- **Задание 1**
Переведите на английский язык следующее предложение из приведенного ниже текста о Суворове: «В кобринском доме царили уныние, тоска, скука.»
- **Задание 2**
Напишите продолжение текста о Суворове, начав сразу после его последнего предложения.

==== Текст страницы ====

Выбрать главу

Он понимал, что не годен для военной службы мирного времени, при известных взглядах Императора. Два года перед кампанией 1799 служили тому доказательством. Суворов хотел жить в деревне, но не в кобринском имении, которое задумал променять, а в Кончанске или по соседству. Он рассчитывал задать там праздник, построить каменный дом с церковью, вместо существующих деревянных, и обзавестись летним купаньем.

По временам, когда болезнь отступала, Суворов возвращался к мечтам о кампании будущего года, диктовал заметки о последней кампании. Но больше времени и свои последние силы он посвящал Богу, так как был великий пост, который он проводил со всей строгостью, предписываемой церковными уставами. Вейкарту это не нравилось, особенно употребление постной пищи, но протестовал он без успеха. Суворов ревностно посещал божественную службу, пел на клиросе, читал апостол, бил бесчисленные земные поклоны и Вейкарта заставлял бывать на молитве. В кобринском доме царили уныние, тоска, скука. Не было веселых обедов, как за границей. Приезжали разные лица по надобностям и приглашались к столу, но Суворов не показывался или появлялся ненадолго, чтобы приветствовать гостей. Фукс даже просил генерал-прокурора вызвать его "из здешнего печального места". Наконец Вейкарт разрешил ехать, да и то как можно тише. В Петербурге обрадовались известию, приняв его за выздоровления Суворова. Отправился в столицу не Суворов, а его призрак или тень: ехал он в дормезе, лежа на перине, сообщив по пути вперед, чтобы не было никаких торжественных встреч и проводов.

==== Фрагменты данных ====

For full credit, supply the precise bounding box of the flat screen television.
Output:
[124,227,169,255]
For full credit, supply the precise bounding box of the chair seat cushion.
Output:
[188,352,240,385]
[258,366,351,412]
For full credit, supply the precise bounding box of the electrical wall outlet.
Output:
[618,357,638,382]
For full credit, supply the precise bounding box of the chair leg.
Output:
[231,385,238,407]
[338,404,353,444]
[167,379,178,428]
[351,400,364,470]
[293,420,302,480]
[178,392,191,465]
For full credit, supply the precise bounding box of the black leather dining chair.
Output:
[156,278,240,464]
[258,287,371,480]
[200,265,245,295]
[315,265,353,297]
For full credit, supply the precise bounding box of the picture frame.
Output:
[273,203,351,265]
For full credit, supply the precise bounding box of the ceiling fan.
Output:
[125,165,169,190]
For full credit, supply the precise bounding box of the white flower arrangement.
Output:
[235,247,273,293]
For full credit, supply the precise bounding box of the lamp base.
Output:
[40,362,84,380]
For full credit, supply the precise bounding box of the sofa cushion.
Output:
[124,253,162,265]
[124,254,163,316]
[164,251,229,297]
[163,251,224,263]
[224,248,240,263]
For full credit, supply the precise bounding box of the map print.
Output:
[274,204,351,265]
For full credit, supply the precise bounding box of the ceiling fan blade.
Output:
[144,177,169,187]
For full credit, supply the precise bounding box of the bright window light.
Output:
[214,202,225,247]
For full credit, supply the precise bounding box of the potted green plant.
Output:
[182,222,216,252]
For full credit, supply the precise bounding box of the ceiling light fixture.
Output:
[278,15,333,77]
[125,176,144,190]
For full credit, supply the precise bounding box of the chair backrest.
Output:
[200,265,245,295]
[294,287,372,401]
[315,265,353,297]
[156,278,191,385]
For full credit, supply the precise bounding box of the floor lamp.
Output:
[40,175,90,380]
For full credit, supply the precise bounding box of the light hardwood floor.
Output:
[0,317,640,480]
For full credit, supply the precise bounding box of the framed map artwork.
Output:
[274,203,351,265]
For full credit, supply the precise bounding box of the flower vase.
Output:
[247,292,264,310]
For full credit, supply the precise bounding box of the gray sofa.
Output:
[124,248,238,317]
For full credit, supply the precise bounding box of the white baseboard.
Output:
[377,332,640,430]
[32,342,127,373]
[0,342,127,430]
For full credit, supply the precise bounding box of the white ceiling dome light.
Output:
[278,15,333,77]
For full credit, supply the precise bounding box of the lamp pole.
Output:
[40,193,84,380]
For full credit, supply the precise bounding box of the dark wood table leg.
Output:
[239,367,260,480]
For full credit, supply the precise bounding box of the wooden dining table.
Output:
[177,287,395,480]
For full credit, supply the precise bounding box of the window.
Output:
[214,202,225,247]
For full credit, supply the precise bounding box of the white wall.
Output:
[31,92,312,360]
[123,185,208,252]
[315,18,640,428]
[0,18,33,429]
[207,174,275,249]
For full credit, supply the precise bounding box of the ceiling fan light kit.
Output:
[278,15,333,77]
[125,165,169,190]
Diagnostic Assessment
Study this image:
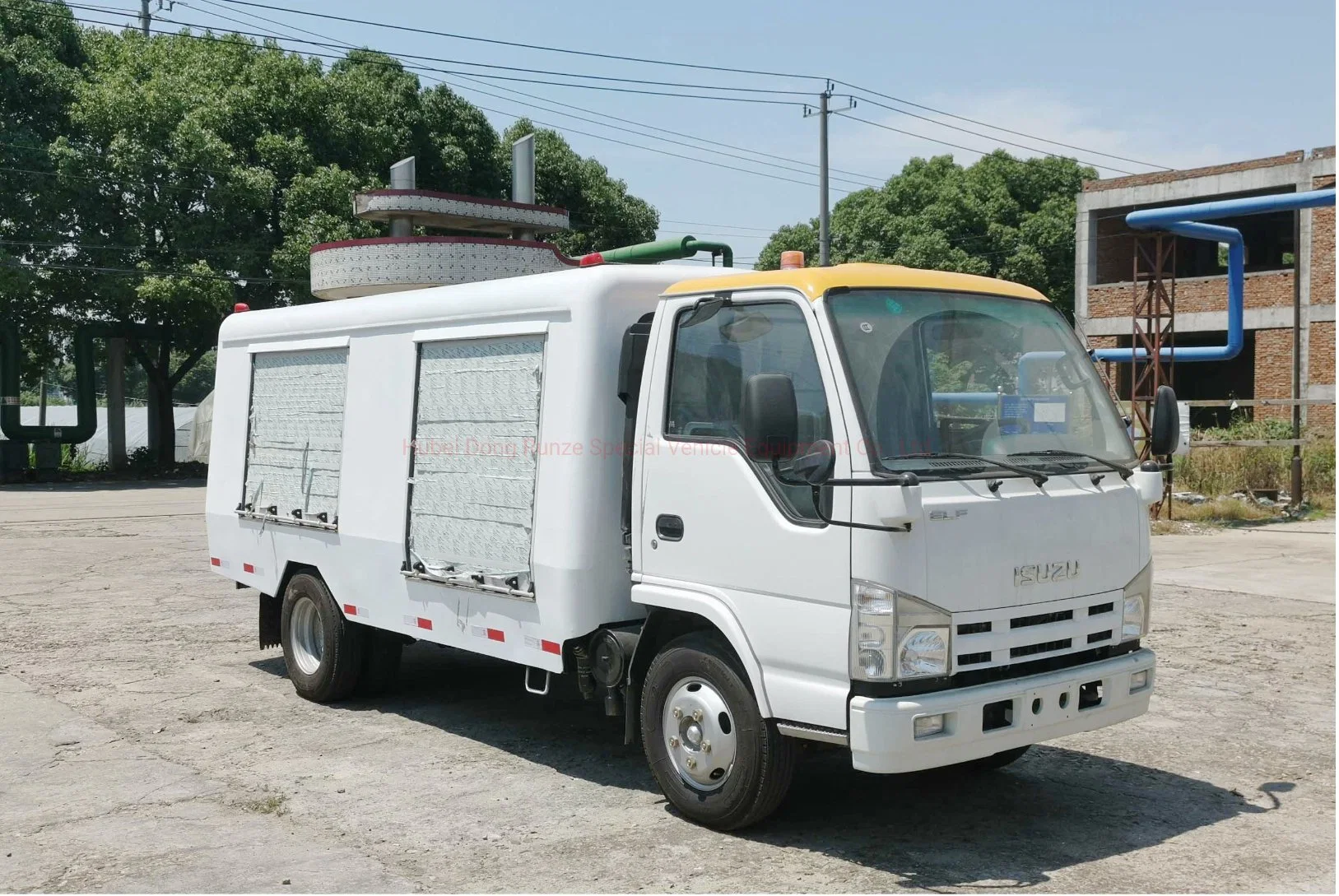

====

- **Ваш ответ 1**
Gloom, melancholy, and boredom reigned in the Kobrin house.

- **Ваш ответ 2**
По дошедшим до нас сведениям можно заключить, что выздоровление его было больше чем сомнительно. В пути его постиг новый, тяжкий удар, которого он уже не мог вынести: внезапная немилость Государя. 20 марта, при пароле, отдано было в Петербурге высочайшее повеление: "Вопреки высочайше изданного устава, генералиссимус князь Суворов имел при корпусе своем, по старому обычаю, непременного дежурного генерала, что и дается на замечание всей армии". В тот же день последовал Суворову высочайший рескрипт:

"Господин генералиссимус, князь Италийский, граф Суворов Рымникский. Дошло до сведения моего, что во время командования вами войсками моими за границею, имели вы при себе генерала, коего называли дежурным, вопреки всех моих установлений и высочайшего устава; то и удивляясь оному, повелеваю вам уведомить меня, что вас понудило сие сделать". Неизвестно, последовал ли ответ Суворова; известно только, что немилость Государя объявили ему не сразу, и он продолжал путь под гнетом мало понятной опалы.

Первые дни он хотя с трудом, но выносил дорогу. Потом это стало ему не по силам, и он остановился в деревне недалеко от Вильны. Лежа на лавке, в крестьянской избе, он стонал в голос, перемежая стоны молитвами и жалея, что не умер в Италии. Однако припадки болезни мало-помалу стихли, больного повезли дальше. В Риге, где ему еще полегчало, он остановился на отдых, тем паче, что наступал праздник св. Пасхи. Суворов надел через силу мундир, был в церкви и разгавливался у генерал-губернатора. Но такое насилие над собой не прошло даром: дальнейший путь он продолжал еще медленнее, и на переезд до Петербурга потребовались две недели. В Стрельне встретили его многие из Петербурга, окружили дормез, подносили ему фрукты и цветы, дамы поднимали детей под его благословение; тронутый Суворов благодарил дам, благословлял детей. Следовало торопиться, чтобы прибыть в Петербург в тот же день, и Суворов поехал дальше.

Все приготовления к торжественной встрече были отменены. Он въехал в столицу 20 апреля в 10 вечера как бы тайком, медленно проехал по улицам до пустынной Коломны, остановился в доме Хвостова, на Крюковом канале, и тотчас слег в постель. Явился от Государя генерал, но не будучи до Суворова допущен, оставил записку, что ему приказано не являться к Государю.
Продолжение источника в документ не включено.